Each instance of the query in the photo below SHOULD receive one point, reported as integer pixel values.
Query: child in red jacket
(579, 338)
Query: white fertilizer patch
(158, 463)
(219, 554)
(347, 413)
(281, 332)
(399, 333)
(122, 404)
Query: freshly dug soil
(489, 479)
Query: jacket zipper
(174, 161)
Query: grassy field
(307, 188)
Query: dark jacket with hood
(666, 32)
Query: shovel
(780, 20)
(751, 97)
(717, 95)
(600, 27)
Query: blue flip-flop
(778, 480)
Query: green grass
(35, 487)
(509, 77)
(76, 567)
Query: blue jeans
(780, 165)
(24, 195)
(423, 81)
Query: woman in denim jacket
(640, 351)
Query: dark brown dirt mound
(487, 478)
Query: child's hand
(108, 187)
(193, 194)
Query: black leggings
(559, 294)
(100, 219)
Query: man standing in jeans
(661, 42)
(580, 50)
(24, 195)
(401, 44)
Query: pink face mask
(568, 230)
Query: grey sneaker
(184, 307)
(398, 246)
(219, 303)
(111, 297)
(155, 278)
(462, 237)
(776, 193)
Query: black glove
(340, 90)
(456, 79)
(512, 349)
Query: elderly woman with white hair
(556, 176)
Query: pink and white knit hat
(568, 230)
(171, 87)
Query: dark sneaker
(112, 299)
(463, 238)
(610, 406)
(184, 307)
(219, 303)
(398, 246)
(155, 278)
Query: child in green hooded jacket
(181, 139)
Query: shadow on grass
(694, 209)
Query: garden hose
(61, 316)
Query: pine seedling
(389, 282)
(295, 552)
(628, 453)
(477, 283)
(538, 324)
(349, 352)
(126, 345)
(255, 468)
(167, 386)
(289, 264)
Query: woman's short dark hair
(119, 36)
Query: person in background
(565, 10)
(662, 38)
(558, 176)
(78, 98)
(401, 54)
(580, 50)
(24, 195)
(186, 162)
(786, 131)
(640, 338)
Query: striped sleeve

***

WRITTEN REQUEST:
Extract every line of the listing above and reproduce each one verbatim, in the same order.

FINAL RESULT:
Each instance of the query in the photo below SHOULD receive one point, reported as integer pixel values.
Query: child in red jacket
(579, 338)
Query: white fertilizer patch
(158, 463)
(219, 554)
(347, 413)
(281, 332)
(399, 333)
(122, 404)
Query: freshly dug soil
(489, 479)
Query: jacket zipper
(174, 161)
Query: grassy field
(307, 188)
Query: dark jacket with hood
(666, 32)
Query: shovel
(780, 20)
(751, 97)
(717, 95)
(600, 27)
Query: blue flip-flop
(778, 480)
Query: green grass
(35, 487)
(509, 77)
(76, 567)
Query: blue jeans
(780, 165)
(24, 195)
(423, 81)
Query: woman in denim jacket
(640, 351)
Query: dark brown dirt mound
(487, 478)
Query: child's hand
(108, 187)
(193, 194)
Query: black leggings
(559, 294)
(100, 219)
Query: man standing in jeans
(661, 42)
(580, 50)
(24, 195)
(401, 44)
Query: pink face mask
(568, 230)
Query: grey sneaker
(184, 307)
(398, 246)
(219, 303)
(111, 297)
(155, 278)
(462, 237)
(776, 193)
Query: black glove
(340, 90)
(456, 79)
(512, 349)
Query: elderly woman with white hair
(556, 176)
Query: pink and white knit hat
(568, 230)
(171, 87)
Query: dark sneaker
(112, 299)
(463, 238)
(610, 406)
(184, 307)
(219, 303)
(398, 246)
(155, 278)
Query: child in green hooded jacket
(181, 139)
Query: shadow on grass
(694, 209)
Query: garden hose
(61, 316)
Query: pine seedling
(389, 282)
(295, 552)
(628, 453)
(477, 283)
(538, 324)
(349, 352)
(126, 345)
(255, 468)
(167, 386)
(289, 264)
Query: woman's short dark hair
(119, 36)
Query: person in background
(565, 10)
(662, 38)
(558, 176)
(78, 98)
(401, 54)
(580, 50)
(24, 195)
(186, 162)
(786, 131)
(640, 338)
Query: striped sleeve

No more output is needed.